Yazılı Talep>
Lütfen ifade özgürlüğüne ilişkin metin alıntısında "Başvurucular bir haber" ile "konusunda şikayetçi olmuşlardır." arasında kalan bölümü, her iki uç da dahil olmak üzere, hiçbir değişiklik yapmadan tekrarlayın.

====== Metin Alıntısı

Mahkeme, ulusal mahkemelerin çatışan çıkarlar, yani başvurucuların ifade özgürlüğü ile söz konusu suçu işledikleri iddia edilen kişilerin itibar hakları arasında adil bir denge sağladıkları tespitinde bulunarak Sözleşme'nin 10. maddesinin (ifade özgürlüğünün) ihlal edilmediğine karar vermiştir. Mahkeme, özellikle, medya tarafından bir olayın halka gerçek olarak gösterilmesinden önce, konunun kamuyu ilgilendirip ilgilendirmemesinden başka gerekliliklerin de değerlendirilmek zorunda olduğunu tespit etmiştir. Özellikle ciddi cinsel istismar suçlamalarının söz konusu olduğu durumlarda, üçüncü kişilerin masumiyet karinesi ve itibar hakkı da eşit derecede önemlidir.



Brunet Lecomte ve Lyon Mag’ / Fransa

6 Mayıs 2010

Başvurucular bir haber dergisinin yayın yönetmeni ve yayıncısıdır. Başvurucular Lyon'da İslamcı ağlar hakkındaki bir yazıda bir Müslüman öğretim üyesinin terör faaliyetlerine katıldığını ima eden iddialara yer vermelerinin ardından hakaret mahkûmiyeti almaları konusunda şikayetçi olmuşlardır.

============
====== Verilen Malzeme

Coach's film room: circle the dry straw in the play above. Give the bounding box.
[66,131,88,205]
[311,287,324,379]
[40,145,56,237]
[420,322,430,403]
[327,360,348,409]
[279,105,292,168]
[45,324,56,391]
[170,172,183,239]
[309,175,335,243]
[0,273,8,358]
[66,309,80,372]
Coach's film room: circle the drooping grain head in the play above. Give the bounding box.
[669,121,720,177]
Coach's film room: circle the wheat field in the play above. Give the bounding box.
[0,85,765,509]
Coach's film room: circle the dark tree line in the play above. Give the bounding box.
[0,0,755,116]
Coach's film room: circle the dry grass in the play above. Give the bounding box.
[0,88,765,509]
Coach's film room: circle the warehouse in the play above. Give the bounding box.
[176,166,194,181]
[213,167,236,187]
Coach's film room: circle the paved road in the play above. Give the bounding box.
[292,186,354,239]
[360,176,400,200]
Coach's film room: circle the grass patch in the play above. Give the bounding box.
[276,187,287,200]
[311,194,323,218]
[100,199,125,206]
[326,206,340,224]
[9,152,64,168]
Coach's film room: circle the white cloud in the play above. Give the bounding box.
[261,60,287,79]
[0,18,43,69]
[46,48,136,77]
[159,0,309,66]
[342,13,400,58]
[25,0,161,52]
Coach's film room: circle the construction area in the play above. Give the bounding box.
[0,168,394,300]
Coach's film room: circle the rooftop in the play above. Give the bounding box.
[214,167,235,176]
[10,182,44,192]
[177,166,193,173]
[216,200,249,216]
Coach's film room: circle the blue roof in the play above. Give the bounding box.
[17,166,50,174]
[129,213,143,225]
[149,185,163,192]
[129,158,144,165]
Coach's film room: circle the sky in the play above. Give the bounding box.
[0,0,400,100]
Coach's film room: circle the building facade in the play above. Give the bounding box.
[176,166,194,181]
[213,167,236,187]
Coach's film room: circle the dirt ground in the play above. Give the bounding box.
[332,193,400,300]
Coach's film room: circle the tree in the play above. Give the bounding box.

============

Eksiksiz Yanıt>
Başvurucular bir haber dergisinin yayın yönetmeni ve yayıncısıdır. Başvurucular Lyon'da İslamcı ağlar hakkındaki bir yazıda bir Müslüman öğretim üyesinin terör faaliyetlerine katıldığını ima eden iddialara yer vermelerinin ardından hakaret mahkûmiyeti almaları konusunda şikayetçi olmuşlardır.